**Exercise description**
In the records below, copy word for word the part that opens with the line containing "of the paper" and closes with the line containing "[[117, 68], [138, 29]]", including both of those lines.

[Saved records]
** begin **

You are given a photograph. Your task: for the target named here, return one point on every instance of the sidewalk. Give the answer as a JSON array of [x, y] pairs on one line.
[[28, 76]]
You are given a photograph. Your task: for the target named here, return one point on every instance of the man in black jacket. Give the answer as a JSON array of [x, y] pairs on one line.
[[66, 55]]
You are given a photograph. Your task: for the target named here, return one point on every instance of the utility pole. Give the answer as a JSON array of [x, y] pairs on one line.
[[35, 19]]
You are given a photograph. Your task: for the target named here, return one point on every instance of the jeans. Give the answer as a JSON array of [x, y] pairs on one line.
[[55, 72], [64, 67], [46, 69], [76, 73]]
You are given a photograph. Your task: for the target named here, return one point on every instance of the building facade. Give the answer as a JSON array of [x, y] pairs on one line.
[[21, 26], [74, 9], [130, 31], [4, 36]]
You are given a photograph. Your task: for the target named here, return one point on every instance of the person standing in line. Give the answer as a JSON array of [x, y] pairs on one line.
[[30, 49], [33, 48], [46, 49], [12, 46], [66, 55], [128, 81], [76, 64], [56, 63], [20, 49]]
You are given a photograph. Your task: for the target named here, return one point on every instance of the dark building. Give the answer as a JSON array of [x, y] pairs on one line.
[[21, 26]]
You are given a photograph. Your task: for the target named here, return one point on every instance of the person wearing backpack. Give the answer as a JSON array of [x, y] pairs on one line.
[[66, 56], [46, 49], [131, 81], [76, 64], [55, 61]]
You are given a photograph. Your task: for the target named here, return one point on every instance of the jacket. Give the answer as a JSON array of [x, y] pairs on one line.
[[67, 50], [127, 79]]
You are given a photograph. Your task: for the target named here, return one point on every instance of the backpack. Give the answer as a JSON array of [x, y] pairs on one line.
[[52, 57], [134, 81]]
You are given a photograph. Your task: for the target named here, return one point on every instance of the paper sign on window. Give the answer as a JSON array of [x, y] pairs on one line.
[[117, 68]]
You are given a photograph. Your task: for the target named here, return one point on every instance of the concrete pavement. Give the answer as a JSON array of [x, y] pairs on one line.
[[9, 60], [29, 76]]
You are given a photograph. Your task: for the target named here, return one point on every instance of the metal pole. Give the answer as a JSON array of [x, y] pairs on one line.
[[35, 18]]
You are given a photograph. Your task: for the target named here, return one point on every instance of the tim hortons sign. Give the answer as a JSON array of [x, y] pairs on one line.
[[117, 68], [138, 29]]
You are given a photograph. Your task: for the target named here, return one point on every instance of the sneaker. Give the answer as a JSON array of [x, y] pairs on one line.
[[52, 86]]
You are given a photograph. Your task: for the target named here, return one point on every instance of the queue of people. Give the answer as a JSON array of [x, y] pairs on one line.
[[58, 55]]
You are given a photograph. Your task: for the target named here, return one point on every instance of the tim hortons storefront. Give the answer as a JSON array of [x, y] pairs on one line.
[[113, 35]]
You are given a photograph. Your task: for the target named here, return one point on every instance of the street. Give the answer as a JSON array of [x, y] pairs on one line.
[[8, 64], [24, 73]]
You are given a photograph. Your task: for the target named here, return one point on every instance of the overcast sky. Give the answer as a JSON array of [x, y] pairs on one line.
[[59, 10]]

** end **

**Solution to this exercise**
You are given a photograph. Your task: for the target named here, return one point on every instance of the paper sign on window. Give the answer as a JSON array of [x, y] pairs on one line.
[[117, 68]]
You are given a photograph. Your task: for the target named here, return one point on every instance of the concrete pavement. Give the answer as a JSON array of [x, y] pairs on one line.
[[9, 60], [29, 76]]
You are given a photograph. Your task: for the target named here, return one point on every instance of the metal pole. Give the answer as a JSON array of [x, y] pairs on one line.
[[35, 18]]
You are given a photograph. Your task: for the target named here, return one point on every instance of the tim hortons sign. Give the answer as a JSON array of [x, y] pairs on one line.
[[117, 68], [138, 29]]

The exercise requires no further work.